**Brief:** Each entry below is to be copied out exactly and in full.

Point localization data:
-- Opening Marker --
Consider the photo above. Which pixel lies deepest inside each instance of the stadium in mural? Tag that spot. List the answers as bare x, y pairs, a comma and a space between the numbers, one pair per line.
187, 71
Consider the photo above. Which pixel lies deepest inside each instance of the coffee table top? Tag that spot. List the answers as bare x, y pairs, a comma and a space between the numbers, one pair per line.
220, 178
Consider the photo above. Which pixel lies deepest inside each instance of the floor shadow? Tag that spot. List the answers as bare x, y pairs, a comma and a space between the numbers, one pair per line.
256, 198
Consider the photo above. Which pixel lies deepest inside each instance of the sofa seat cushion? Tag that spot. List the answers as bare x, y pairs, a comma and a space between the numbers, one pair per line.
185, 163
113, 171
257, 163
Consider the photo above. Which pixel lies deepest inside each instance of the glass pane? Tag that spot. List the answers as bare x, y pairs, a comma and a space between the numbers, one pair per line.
-- Closing Marker --
**Output of the task:**
Consider the photo above. Which pixel lies deepest inside each instance of the stadium in mural? Tag that spot. List the answers as bare x, y pairs, a comma and a space between the numbers, one pair per line.
187, 71
Consider the photo above. Which pixel lies deepest inside each instance of the coffee table top? Tag that spot. List the answers as bare x, y pairs, a comma and a space between the numbers, one pair per line.
220, 178
Consider the photo above. Which pixel lies deepest inside each instance of the floor shadow? Tag that spot. List the answers as bare x, y pairs, a comma and a space between the numbers, one pair per line.
256, 198
Consider the photo above. Which pixel lies deepest inside each instance of the sofa seat cushion? Tag that spot. List the answers as bare x, y pairs, a comma and a space between the numbers, one pair per line.
185, 163
113, 171
257, 163
Consider the photo above. Which pixel lies deepest inside each instance of the glass pane? Tag that spot. List the answers as bare x, y pairs, a comma and a space between the numbers, one pair per line.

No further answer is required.